> [Extracted information]:
- - -

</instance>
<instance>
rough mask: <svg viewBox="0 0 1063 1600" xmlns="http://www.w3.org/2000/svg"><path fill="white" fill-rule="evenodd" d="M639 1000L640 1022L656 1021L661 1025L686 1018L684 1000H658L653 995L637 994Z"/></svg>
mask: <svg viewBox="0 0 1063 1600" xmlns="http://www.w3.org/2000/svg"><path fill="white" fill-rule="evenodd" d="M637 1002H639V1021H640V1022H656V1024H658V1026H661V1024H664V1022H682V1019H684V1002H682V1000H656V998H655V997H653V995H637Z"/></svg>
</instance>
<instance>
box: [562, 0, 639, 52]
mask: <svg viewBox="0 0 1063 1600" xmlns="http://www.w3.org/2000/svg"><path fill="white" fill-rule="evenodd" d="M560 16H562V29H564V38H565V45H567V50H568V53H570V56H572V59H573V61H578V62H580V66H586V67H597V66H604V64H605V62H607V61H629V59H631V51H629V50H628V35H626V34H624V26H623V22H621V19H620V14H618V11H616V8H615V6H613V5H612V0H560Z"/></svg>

- - -

> [Task description]: Rewrite all the items above, substituting "coarse mask" for every occurrence of "rough mask" and leaving everything else as it is.

> [Answer section]:
</instance>
<instance>
coarse mask: <svg viewBox="0 0 1063 1600" xmlns="http://www.w3.org/2000/svg"><path fill="white" fill-rule="evenodd" d="M639 1000L640 1022L656 1021L661 1025L686 1018L684 1000H658L653 995L637 994Z"/></svg>
mask: <svg viewBox="0 0 1063 1600" xmlns="http://www.w3.org/2000/svg"><path fill="white" fill-rule="evenodd" d="M637 1002H639V1021H640V1022H656V1024H658V1026H661V1024H664V1022H682V1019H684V1002H682V1000H656V998H655V997H653V995H637Z"/></svg>
</instance>
<instance>
box: [562, 0, 639, 52]
mask: <svg viewBox="0 0 1063 1600" xmlns="http://www.w3.org/2000/svg"><path fill="white" fill-rule="evenodd" d="M560 16H562V29H564V38H565V45H567V50H568V53H570V56H572V59H573V61H578V62H580V66H586V67H597V66H604V64H605V62H607V61H629V59H631V51H629V50H628V35H626V34H624V26H623V22H621V19H620V14H618V11H616V8H615V6H613V5H612V0H560Z"/></svg>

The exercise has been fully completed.